NA: O senhor acredita que a sua experiência enquanto policial contribuiu para que você conseguisse apurar essas informações e levar ao Ministério Público?

“Primeiro, eu tenho o dever de não me omitir diante de uma situação dessa independentemente se fosse no futebol ou em qualquer outra coisa. Tenho a obrigação muito mais do que legal, mas obrigação moral, pela minha formação, de tocar adiante. Segundo ponto, com certeza a experiência, a forma como abordamos e buscamos as informações, como a gente induziu as pessoas a nos contarem a história, com certeza vem de uma experiência profissional. Sou acostumado a mexer com grandes organizações e facções criminosas, assaltantes de banco. Tenho um trabalho, um serviço prestado de longa data, não só no meu Estado, mas já fiz também grandes operações em outros Estados. Essa experiência proporciona uma habilidade diferente de quem não é do meio. Deus nos abençoou no sentido de buscarmos a sede pela Justiça como vem sendo feito”

“Eu não ganho um real com o futebol. A gente assumiu o clube aqui numa situação muito delicada. Tivemos que nos desdobrar. Meu horário de folga, que eu poderia estar curtindo com minha família, é o horário que eu tenho para me dedicar ao clube. Diretor de clube é o que mais sofre, porque quem ganha dinheiro com futebol é jogador e empresário. E os diretores são os principais prejudicados nisso aí. A gente não pode aceitar esse tipo de coisa. É um crime contra os diretores, além disso, as ações deles repercutem no sentimento de milhões de torcedores. A gente espera, porque a cada fase se chega a elementos novos, que permitem fazer novas fases, como aconteceu a segunda fase. Talvez os materiais apreendidos, celulares apreendidos principalmente, hoje o celular é a principal fonte de prova que o Ministério público tem, as vezes vai repercutir em uma terceira, quarta, quinta fase”

NA: O senhor continua na Rotam?

“Eu já trabalhei na Rotam, cheguei a ser subchefe de inteligência da Polícia Militar, e atualmente sou comandante de uma companhia de policiamento especializado, que é a Rotam, digamos assim, da região metropolitana, uma região muito delicada”.

NA: O que o senhor pode dizer do Bruno, empresário apontado como líder do esquema?

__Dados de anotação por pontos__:
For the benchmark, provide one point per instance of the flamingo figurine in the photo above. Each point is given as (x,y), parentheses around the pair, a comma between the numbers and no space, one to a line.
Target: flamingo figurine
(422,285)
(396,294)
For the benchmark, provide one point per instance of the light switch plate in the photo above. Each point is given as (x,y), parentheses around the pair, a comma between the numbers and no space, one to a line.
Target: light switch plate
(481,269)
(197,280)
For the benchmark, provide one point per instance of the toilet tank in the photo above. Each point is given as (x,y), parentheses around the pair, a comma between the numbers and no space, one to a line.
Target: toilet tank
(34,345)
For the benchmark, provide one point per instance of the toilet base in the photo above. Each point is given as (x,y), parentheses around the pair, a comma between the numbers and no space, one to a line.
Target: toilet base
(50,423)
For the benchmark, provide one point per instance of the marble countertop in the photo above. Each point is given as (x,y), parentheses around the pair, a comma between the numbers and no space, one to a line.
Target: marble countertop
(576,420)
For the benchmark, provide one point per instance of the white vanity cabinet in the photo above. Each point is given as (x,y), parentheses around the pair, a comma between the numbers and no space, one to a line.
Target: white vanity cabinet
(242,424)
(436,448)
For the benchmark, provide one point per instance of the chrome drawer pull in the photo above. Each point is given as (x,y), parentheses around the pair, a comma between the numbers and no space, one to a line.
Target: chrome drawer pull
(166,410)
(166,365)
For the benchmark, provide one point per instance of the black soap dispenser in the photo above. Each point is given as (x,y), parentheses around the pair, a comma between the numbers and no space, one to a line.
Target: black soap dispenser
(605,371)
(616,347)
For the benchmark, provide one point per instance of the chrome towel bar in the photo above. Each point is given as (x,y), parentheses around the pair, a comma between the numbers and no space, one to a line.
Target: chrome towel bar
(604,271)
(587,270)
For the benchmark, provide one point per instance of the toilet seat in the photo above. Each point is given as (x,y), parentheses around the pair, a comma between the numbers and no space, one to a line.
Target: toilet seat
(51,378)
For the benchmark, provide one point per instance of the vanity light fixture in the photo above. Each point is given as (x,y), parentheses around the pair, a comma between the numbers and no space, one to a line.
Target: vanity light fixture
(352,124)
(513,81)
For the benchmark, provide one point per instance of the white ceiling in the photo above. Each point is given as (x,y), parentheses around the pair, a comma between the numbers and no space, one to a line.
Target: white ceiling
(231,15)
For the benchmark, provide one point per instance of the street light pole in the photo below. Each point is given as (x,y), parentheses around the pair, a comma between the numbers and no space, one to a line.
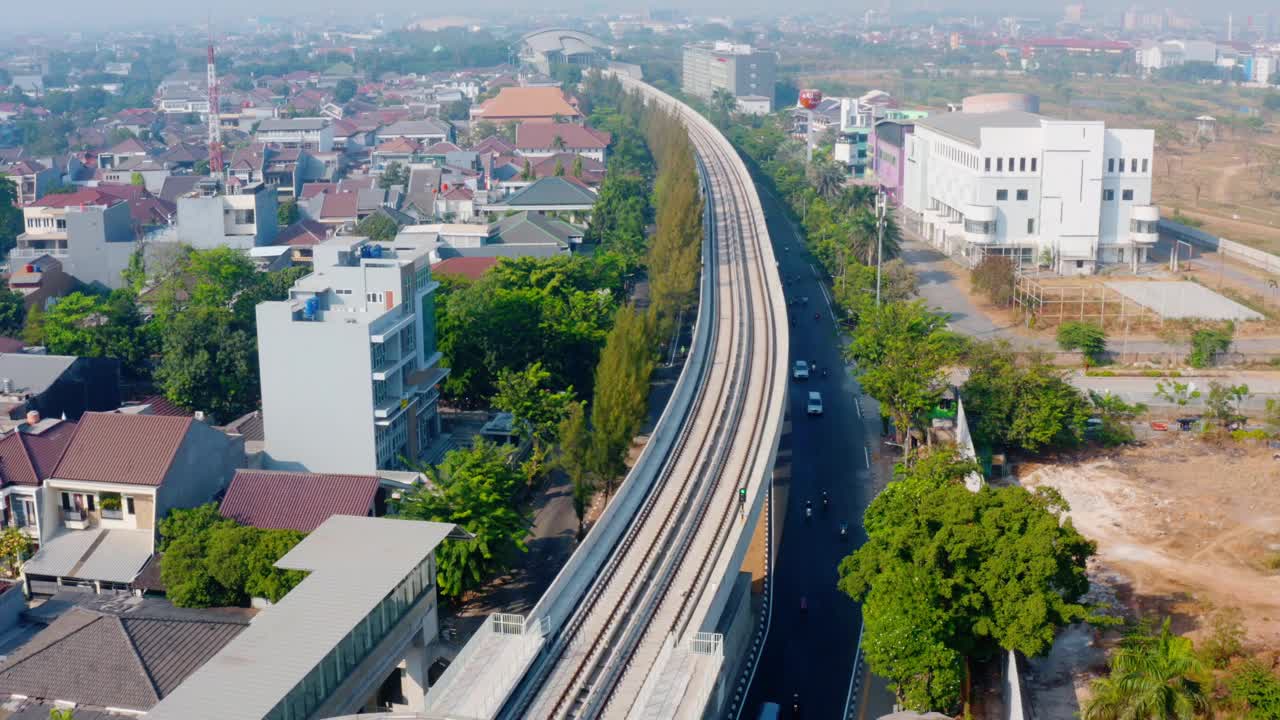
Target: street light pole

__INSTRUÇÕES DAS TAREFAS__:
1. Na entrevista sobre o esquema no futebol, qual função o entrevistado exerce atualmente na polícia?
2. Diga se cada afirmação abaixo está de acordo com a entrevista sobre o esquema no futebol, citando as palavras do texto que decidem: (a) O entrevistado recebe dinheiro pelo trabalho no clube. (b) O entrevistado já participou de operações fora do seu Estado. (c) O entrevistado aponta o celular como a principal fonte de prova do Ministério Público.
3. Dê sequência à entrevista sobre o esquema no futebol, começando logo depois da última pergunta.

__RESPOSTAS DAS TAREFAS__:
1. Ele é comandante de uma companhia de policiamento especializado, a Rotam da região metropolitana.

2.
(a) Não: "Eu não ganho um real com o futebol."
(b) Sim: "já fiz também grandes operações em outros Estados"
(c) Sim: "hoje o celular é a principal fonte de prova que o Ministério público tem"

3.
“Eu achei o Bruno um verdadeiro fanfarrão porque ele achava que aquela ação dele era algo natural, que ele estava fazendo certo e que tinha que cobrar, porque teria prejuízos. Eu achei ele um cara completamente alienado porque um cara que chega ao ponto de abrir ao presidente de um clube, eu acho que fizemos um trabalho para induzir isso nele, porém, ele chegar e pedir providências ao presidente de um clube e falar que ele tomou um prejuízo de um atleta que teria que ter feito um pênalti, esse cara é um lunático, um louco. Ele reclamou comigo: ‘vou ficar no prejuízo, como é que eu vou fazer?”

NA: Ele falou de quanto foi esse prejuízo?

“De meio milhão de reais. Era um combinado, a partir do momento que não deu certo em um jogo, caiu o acordo geral”. 

NA: O senhor imaginava, no momento em que fez a denúncia, que chegaria a uma proporção tão grandiosa como essa a ponto de mudar o futebol brasileiro como um todo? Algumas pessoas cogitam até que é preciso interromper o Campeonato Brasileiro…

“Não. Isso aí de interromper campeonato não existe não. Mesmo porque a gente tá falando de fatos preteritos. Não acredito de forma alguma nisso. Nós tinhamos certeza que isso iria deflagrar em algo. Por mais que ficasse tão somente na Série B naquele momento, com as informações que tinhamos no início, a gente sabia que ia chegar num ponto em que haveria repercussão. Chegar a Série A é mérito do promotor, mas não me surpreende ter chegado a esse ponto. A minha maior surpresa foi o empenho do Ministério Público. Esse promotor, doutor Fernando, foi diferenciado. Praticamente ele sozinho com um assessor conseguiu descobrir isso tudo”. 

NA: Acredita que esse seja o maior escândalo da história do futebol brasileiro?

“Não tenho dúvida disso porque é muita coisa. Na verdade é tanta coisa que eu não sei se vai ter braço para o promotor pegar tudo. Não estou participando da investigação, mas falo isso por estimativa nossa. Com certeza isso aí já superou a máfia do apito”.

“Acredito que isso vai gerar algumas mudanças. A principal delas é que deve ser banido das apostas esportivas as ações individuais. Isso tem que ser proibido. Tanto de cartões, penalidades e faltas. Sou favorável a ter apostas de gols, vitórias parciais, algo que tenha ali uma ação que dependa de mais uma pessoa, isso aí vai inibir bastante [as manipulações]. As casas de apostas são vítimas tanto como os clubes”.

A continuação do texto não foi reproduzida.